Set exercise A: Based on the scraping playbook, does each statement agree with it: (i) curl_cffi compiles curl against the BoringSSL library that Chrome uses; (ii) building your own CAPTCHA solver is recommended; (iii) adding jitter to request timing is optional? Answer yes or no for each, quoting the deciding words.

Reading passage:
------------------------------------------------------------------------

Eyal Rosenthal · Web scraping at scale

Bypassing Cloudflare, DataDome, and PerimeterX in 2026: A Working Playbook

Bypassing Cloudflare, DataDome, and PerimeterX in 2026

Every scraping job that pays well lives behind an anti-bot wall. The cheap jobs ($30 for a CSV) are on bare WordPress sites. The retainer jobs ($300-1,000/month) are on Cloudflare-protected e-commerce, DataDome-fronted enterprise B2B, PerimeterX-shielded ad platforms.

The difference between a $50 freelancer and a $150 freelancer on Upwork is often just whether they know which anti-bot vendor a target uses, and which tool to reach for next.

Here's the playbook I run in production.

The decision tree

Before writing any code, identify the wall. The right tool depends on what you're up against, and 95% of sites use one of four configurations:

  1. Plain HTTP with rate limitsrequests + a real User-Agent + 0.5s delay handles it.
  2. Cloudflare with JS challengecurl_cffi with browser impersonation handles 80%, headless nodriver handles the remainder.
  3. DataDome / PerimeterX — only headless undetected browsers work, and you usually need residential IPs.
  4. CAPTCHAs (Cloudflare Turnstile, hCaptcha, reCAPTCHA) — solve via a service ($1.50/1000), don't roll your own.

Most freelancers blow up because they reach for Selenium / undetected-chromedriver as the default. That's the sledgehammer. The right tool for tier 1 and tier 2 (the majority of paying jobs) is curl_cffi, which is two orders of magnitude cheaper and faster.

Tier 1: plain HTTP with rate limits

The trap on tier-1 sites is over-engineering. A real browser fingerprint and a respectful delay are enough.

import requests
import time
from random import uniform

session = requests.Session()
session.headers.update({
    "User-Agent": "Mozilla/5.0 (Macintosh; Intel Mac OS X 14_0) AppleWebKit/537.36 "
                  "(KHTML, like Gecko) Chrome/130.0 Safari/537.36",
    "Accept": "text/html,application/xhtml+xml,application/xml;q=0.9,*/*;q=0.8",
    "Accept-Language": "en-US,en;q=0.9",
    "Accept-Encoding": "gzip, deflate, br",
})

for url in urls:
    r = session.get(url)
    process(r.text)
    time.sleep(uniform(0.5, 1.5))  # jitter — kills the steady-rate fingerprint

The jitter is non-negotiable. Rate limiters look for steady-rate timing patterns. Random sleep breaks the pattern.

Tier 2: Cloudflare's JS challenge

Cloudflare's free tier challenges any client whose TLS fingerprint doesn't match a real browser. requests and httpx use Python's TLS stack, which has a distinctive signature that Cloudflare flags instantly.

The fix is curl_cffi, which compiles curl against the same BoringSSL library Chrome uses, and exposes a requests-shaped API. Same code, real browser fingerprint, ~0.1s overhead.

------------------------------------------------------------------------

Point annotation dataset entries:
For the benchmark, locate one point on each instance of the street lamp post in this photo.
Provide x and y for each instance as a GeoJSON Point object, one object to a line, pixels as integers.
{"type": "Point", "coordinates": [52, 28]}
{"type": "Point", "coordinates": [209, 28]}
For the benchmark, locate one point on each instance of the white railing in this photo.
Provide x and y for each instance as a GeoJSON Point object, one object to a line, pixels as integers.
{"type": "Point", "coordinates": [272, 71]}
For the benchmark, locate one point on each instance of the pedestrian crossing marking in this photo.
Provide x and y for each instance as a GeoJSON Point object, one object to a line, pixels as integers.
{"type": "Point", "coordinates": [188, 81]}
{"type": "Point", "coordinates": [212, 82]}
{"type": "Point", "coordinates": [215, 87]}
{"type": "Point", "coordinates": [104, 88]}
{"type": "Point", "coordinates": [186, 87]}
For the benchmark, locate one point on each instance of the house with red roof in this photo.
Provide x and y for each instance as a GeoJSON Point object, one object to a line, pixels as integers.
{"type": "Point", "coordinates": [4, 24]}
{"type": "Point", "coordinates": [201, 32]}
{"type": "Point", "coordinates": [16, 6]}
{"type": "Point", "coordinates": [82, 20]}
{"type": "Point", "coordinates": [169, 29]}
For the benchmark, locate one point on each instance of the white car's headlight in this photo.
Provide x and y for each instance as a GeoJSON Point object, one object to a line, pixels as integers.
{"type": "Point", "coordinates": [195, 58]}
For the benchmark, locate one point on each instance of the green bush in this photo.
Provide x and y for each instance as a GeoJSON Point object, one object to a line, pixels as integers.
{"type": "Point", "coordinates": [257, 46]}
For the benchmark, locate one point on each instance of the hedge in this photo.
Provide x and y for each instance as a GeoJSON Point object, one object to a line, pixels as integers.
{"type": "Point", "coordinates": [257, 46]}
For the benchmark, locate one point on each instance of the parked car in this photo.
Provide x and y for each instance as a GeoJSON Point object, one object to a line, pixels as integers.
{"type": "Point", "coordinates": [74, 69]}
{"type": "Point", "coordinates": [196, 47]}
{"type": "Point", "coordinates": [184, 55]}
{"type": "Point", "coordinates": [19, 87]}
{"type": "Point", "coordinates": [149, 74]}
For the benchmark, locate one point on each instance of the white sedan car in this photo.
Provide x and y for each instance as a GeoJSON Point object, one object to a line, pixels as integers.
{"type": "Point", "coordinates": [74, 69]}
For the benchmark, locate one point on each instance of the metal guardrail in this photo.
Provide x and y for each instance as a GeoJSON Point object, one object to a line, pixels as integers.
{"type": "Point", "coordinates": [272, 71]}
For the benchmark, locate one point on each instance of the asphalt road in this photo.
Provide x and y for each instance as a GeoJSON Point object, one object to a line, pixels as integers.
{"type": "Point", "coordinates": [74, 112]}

------------------------------------------------------------------------

Set exercise B: Substitute "evaluation" for "benchmark" in the entries above. Cover everything from the line containing "sedan car in this photo." down to the end of the entries, and give back only those lines, otherwise unchanged.

Worked answer A:
(i) Yes: "The fix is curl_cffi, which compiles curl against the same BoringSSL library Chrome uses"
(ii) No: "solve via a service ($1.50/1000), don't roll your own."
(iii) No: "The jitter is non-negotiable."

Worked answer B:
For the evaluation, locate one point on each instance of the white sedan car in this photo.
Provide x and y for each instance as a GeoJSON Point object, one object to a line, pixels as integers.
{"type": "Point", "coordinates": [74, 69]}
For the evaluation, locate one point on each instance of the metal guardrail in this photo.
Provide x and y for each instance as a GeoJSON Point object, one object to a line, pixels as integers.
{"type": "Point", "coordinates": [272, 71]}
For the evaluation, locate one point on each instance of the asphalt road in this photo.
Provide x and y for each instance as a GeoJSON Point object, one object to a line, pixels as integers.
{"type": "Point", "coordinates": [74, 112]}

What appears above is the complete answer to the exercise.